◆ **TASK OBJECTIVE**: Would you transcribe all of the entries that follow, word for word?

◆ **DATA LISTING**:

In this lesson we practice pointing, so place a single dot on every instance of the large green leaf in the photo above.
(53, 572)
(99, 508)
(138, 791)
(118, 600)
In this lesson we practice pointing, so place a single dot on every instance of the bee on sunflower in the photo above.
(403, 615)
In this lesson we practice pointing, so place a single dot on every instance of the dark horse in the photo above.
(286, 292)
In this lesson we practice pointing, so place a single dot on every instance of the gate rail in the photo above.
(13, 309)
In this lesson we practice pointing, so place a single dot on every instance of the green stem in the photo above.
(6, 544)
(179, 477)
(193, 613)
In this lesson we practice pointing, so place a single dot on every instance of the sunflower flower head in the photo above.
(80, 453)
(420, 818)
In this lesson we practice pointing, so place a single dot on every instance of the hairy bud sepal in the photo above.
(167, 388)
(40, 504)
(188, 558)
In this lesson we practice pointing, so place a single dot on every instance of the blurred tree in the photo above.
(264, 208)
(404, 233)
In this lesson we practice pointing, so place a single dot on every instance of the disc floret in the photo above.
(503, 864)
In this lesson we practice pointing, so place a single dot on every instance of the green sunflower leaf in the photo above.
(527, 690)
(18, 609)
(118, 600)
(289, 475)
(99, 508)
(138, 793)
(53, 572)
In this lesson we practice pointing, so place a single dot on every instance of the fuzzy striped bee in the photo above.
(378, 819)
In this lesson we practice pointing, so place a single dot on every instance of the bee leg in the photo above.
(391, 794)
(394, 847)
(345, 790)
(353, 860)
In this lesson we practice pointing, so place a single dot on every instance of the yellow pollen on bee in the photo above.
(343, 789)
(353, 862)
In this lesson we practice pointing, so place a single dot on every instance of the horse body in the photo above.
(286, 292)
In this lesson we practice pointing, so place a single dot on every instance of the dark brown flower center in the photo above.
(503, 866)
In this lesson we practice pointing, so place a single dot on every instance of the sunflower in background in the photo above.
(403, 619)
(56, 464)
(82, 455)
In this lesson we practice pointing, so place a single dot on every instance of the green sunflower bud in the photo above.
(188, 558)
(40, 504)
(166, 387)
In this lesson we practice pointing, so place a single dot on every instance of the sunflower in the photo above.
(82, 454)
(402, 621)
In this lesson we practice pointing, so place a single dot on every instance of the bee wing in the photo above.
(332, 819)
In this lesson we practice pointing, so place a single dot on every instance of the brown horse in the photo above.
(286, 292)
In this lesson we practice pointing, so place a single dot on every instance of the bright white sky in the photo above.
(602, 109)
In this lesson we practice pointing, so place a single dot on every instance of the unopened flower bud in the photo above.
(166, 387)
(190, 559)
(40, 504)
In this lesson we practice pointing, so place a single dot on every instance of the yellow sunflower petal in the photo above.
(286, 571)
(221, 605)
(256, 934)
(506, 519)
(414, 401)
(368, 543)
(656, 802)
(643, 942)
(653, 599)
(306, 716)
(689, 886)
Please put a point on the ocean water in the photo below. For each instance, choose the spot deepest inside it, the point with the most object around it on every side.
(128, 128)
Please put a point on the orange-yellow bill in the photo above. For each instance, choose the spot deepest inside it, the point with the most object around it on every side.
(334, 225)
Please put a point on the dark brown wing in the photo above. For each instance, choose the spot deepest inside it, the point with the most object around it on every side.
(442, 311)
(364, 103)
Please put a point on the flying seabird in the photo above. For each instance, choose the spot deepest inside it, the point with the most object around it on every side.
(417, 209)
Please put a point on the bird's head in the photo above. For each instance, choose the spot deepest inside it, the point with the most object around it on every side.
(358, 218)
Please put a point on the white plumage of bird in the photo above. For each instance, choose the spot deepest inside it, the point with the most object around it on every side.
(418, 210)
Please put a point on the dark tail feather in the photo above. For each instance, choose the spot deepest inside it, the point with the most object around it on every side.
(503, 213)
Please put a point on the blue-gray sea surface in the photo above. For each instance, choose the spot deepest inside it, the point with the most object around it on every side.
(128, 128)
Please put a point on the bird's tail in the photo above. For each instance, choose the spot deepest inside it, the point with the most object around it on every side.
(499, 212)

◆ **SOLUTION FOR THIS TASK**:
In this lesson we practice pointing, so place a single dot on every instance of the large green leaf in the photo above.
(53, 572)
(99, 508)
(138, 791)
(118, 600)
In this lesson we practice pointing, so place a single dot on every instance of the bee on sunflower in the photo above.
(403, 615)
In this lesson we practice pointing, so place a single dot on every instance of the dark horse in the photo above.
(286, 292)
In this lesson we practice pointing, so place a single dot on every instance of the gate rail in the photo above.
(13, 309)
In this lesson we practice pointing, so place a single dot on every instance of the green stem in the photo above.
(6, 544)
(179, 477)
(193, 613)
In this lesson we practice pointing, so place a single dot on every instance of the sunflower flower head in the photo above.
(80, 453)
(420, 818)
In this lesson we practice pointing, so place a single dot on every instance of the hairy bud sepal in the photo above.
(167, 388)
(40, 504)
(188, 558)
In this lesson we practice pointing, so place a single dot on every instance of the blurred tree in the photo above.
(264, 208)
(404, 233)
In this lesson we practice pointing, so place a single dot on every instance of the disc floret in the photo above.
(503, 864)
In this lesson we practice pointing, so place a single dot on every instance of the green sunflower leaf in the photo above.
(527, 690)
(18, 609)
(118, 600)
(289, 475)
(99, 508)
(138, 793)
(53, 572)
In this lesson we practice pointing, so place a single dot on every instance of the fuzzy striped bee in the photo above.
(378, 819)
In this lesson we practice pointing, so place a single dot on every instance of the bee leg in the photo above.
(391, 794)
(394, 847)
(345, 790)
(353, 860)
In this lesson we practice pointing, so place a single dot on every instance of the yellow pollen on bee in the photo above.
(343, 789)
(353, 862)
In this lesson we practice pointing, so place a single dot on every instance of the horse body in the photo above.
(286, 292)
In this lesson we practice pointing, so place a single dot on every instance of the dark brown flower center in the photo above.
(503, 866)
In this lesson we practice pointing, so place a single dot on every instance of the sunflower in background in the photo above.
(403, 619)
(56, 464)
(82, 455)
In this lesson we practice pointing, so place a single dot on every instance of the green sunflower bud in the photo above.
(188, 558)
(40, 504)
(166, 387)
In this lesson we practice pointing, so place a single dot on every instance of the sunflower in the photo above.
(82, 454)
(402, 621)
In this lesson we practice pointing, so place a single dot on every instance of the bee wing in the photo above.
(332, 819)
In this lesson we practice pointing, so place a single dot on every instance of the brown horse in the photo above.
(286, 292)
In this lesson we practice pointing, so place a single dot on every instance of the bright white sky in the photo above.
(602, 109)
In this lesson we practice pointing, so place a single dot on every instance of the unopened flower bud in the photo above.
(166, 387)
(190, 559)
(40, 504)
In this lesson we practice pointing, so place a single dot on every instance of the yellow sunflower petal in the photo above.
(286, 571)
(221, 605)
(256, 934)
(506, 519)
(414, 401)
(368, 543)
(656, 802)
(643, 942)
(653, 599)
(306, 716)
(689, 886)
Please put a point on the ocean water in the photo below. For each instance, choose the spot deepest inside it, the point with the most object around it on every side.
(128, 128)
Please put a point on the orange-yellow bill in the photo above. For each instance, choose the spot deepest inside it, the point with the most object around it on every side.
(334, 225)
Please put a point on the dark brown wing in the photo above. For each instance, choose the spot deepest inside it, the point with the most object around it on every side.
(442, 311)
(364, 103)
Please put a point on the flying seabird in the photo above. For each instance, choose the spot deepest inside it, the point with the most object around it on every side.
(417, 209)
Please put a point on the bird's head in the photo above. For each instance, choose the spot deepest inside it, the point with the most object around it on every side.
(358, 218)
Please put a point on the white plumage of bird in the photo above. For each instance, choose the spot deepest inside it, the point with the most object around it on every side.
(418, 210)
Please put a point on the dark tail feather in the photo above. For each instance, choose the spot deepest inside it, the point with the most object around it on every side.
(503, 213)
Please put a point on the blue-gray sea surface in the photo above. For each instance, choose the spot deepest inside it, the point with the most object around it on every side.
(128, 128)
Please put a point on the bird's tail in the photo above. For each instance, choose the spot deepest inside it, the point with the most object around it on every side.
(499, 212)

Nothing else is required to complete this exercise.